Records from a collection:
^^^^
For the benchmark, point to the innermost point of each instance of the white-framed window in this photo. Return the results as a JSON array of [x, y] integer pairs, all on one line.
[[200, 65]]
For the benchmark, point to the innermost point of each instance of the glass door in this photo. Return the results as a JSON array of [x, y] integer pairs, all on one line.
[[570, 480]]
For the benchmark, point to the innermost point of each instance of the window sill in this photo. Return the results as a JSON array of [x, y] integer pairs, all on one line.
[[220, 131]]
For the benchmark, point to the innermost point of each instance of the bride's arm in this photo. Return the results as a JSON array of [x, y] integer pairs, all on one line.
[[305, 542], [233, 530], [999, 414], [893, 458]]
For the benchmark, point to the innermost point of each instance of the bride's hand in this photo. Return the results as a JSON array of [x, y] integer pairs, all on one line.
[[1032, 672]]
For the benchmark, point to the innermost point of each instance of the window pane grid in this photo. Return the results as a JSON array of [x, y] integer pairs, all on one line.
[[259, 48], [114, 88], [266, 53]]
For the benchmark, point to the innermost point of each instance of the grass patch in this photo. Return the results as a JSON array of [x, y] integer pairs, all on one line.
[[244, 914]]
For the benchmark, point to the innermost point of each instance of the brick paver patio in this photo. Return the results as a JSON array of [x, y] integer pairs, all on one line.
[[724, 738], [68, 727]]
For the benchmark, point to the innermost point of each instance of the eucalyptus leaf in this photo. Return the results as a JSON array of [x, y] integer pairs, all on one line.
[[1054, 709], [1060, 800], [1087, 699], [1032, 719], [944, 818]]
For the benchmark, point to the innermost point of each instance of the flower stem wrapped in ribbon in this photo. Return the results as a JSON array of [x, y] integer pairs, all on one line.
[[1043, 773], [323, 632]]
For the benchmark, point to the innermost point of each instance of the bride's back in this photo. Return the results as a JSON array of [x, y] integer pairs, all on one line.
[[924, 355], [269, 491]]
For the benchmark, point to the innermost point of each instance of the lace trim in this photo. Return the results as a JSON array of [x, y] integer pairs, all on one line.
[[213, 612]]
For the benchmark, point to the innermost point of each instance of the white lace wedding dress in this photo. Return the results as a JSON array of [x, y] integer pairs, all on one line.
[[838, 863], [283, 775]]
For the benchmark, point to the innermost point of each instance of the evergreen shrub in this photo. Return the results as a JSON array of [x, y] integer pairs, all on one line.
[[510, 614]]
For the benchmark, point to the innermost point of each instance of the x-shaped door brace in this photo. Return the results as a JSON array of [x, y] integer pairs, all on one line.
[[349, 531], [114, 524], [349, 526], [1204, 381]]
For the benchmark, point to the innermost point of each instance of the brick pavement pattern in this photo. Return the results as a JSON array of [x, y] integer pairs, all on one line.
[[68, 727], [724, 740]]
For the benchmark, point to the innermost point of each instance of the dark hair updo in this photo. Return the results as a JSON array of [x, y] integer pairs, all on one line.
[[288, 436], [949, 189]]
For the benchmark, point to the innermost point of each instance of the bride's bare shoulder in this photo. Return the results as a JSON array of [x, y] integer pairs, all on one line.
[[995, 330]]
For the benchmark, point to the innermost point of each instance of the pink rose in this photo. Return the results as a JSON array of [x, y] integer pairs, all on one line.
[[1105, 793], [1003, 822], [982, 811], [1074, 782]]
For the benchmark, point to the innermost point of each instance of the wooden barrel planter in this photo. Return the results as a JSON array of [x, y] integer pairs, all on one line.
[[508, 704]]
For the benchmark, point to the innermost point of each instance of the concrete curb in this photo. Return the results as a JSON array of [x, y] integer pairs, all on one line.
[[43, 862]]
^^^^
SHORT TASK: Rewrite the material starting at the line containing "of the lace" and ending at the line containing "[[510, 614]]", requests included. Shift every x and y coordinate in the answers by -46.

ANSWER TO THIS EXERCISE:
For the benchmark, point to the innermost point of each instance of the lace trim in this photo. Return the results as a JSON array of [x, y] integer pairs, all on one line.
[[167, 566]]
For the benchmark, point to the innermost point of each instance of the white lace wedding dress in this photo. Return the results as a JSON array of [x, y] integer pairs, all on one line.
[[792, 817], [237, 729]]
For the benchmark, point to the innermost point of each instance of the evergreen shrub in this photo. Return the results as a JSON array of [x, y] integer pairs, all on one line.
[[464, 568]]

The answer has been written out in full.